#### THE PROBLEM
Please copy every line of the data in which the string "rough" appears.

#### EXERCISE MATERIAL

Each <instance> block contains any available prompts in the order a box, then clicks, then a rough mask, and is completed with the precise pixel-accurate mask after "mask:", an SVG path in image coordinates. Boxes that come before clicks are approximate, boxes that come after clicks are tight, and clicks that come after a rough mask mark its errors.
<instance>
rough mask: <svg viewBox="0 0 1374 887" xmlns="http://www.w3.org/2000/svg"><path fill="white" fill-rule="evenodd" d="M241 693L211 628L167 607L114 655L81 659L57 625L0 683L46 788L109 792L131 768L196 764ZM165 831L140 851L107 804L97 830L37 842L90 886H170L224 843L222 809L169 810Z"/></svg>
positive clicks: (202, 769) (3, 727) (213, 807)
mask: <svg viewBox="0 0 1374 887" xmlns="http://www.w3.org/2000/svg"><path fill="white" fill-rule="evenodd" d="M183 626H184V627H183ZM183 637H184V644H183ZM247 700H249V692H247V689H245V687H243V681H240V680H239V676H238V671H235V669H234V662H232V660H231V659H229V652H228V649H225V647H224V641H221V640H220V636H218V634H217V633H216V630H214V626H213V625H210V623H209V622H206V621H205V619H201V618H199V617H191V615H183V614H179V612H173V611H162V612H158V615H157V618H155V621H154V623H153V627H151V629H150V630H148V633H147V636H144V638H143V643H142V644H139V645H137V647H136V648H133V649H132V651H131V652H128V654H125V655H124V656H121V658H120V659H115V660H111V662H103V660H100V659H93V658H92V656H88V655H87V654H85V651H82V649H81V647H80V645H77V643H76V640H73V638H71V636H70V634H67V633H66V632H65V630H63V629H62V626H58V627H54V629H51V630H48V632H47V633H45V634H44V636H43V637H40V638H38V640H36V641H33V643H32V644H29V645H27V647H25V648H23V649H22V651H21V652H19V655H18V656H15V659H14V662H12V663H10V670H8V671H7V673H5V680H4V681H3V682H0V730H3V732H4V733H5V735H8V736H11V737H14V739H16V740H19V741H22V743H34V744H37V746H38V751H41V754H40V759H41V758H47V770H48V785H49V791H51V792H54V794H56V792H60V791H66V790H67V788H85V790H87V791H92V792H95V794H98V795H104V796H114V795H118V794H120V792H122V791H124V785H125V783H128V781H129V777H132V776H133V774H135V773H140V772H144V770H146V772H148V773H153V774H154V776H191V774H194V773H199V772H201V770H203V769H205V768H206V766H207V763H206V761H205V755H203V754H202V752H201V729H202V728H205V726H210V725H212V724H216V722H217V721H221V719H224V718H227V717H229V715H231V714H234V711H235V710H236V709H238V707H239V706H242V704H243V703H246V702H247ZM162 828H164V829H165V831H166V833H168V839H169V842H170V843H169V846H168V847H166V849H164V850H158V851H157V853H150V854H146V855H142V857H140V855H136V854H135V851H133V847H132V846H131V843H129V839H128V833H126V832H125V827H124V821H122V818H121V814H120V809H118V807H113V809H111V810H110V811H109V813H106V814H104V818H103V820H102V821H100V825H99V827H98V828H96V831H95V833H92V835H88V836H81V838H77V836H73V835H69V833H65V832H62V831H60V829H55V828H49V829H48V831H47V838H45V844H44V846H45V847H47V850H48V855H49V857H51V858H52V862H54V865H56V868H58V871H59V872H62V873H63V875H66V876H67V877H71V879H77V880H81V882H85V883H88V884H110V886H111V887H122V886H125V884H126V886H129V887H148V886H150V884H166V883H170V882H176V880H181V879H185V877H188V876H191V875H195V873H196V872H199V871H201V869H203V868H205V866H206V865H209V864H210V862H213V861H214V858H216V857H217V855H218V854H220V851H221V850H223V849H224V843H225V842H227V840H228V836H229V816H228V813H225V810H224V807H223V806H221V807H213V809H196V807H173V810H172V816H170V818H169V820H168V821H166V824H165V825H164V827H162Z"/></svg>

#### YOUR RESPONSE
Each <instance> block contains any available prompts in the order a box, then clicks, then a rough mask, and is completed with the precise pixel-accurate mask after "mask:", an SVG path in image coordinates. Boxes that come before clicks are approximate, boxes that come after clicks are tight, and clicks that come after a rough mask mark its errors.
rough mask: <svg viewBox="0 0 1374 887" xmlns="http://www.w3.org/2000/svg"><path fill="white" fill-rule="evenodd" d="M241 693L211 628L167 607L114 655L81 659L57 625L0 683L46 788L109 792L131 768L196 764ZM165 831L140 851L107 804L97 830L37 842L90 886H170L224 843L222 809L169 810Z"/></svg>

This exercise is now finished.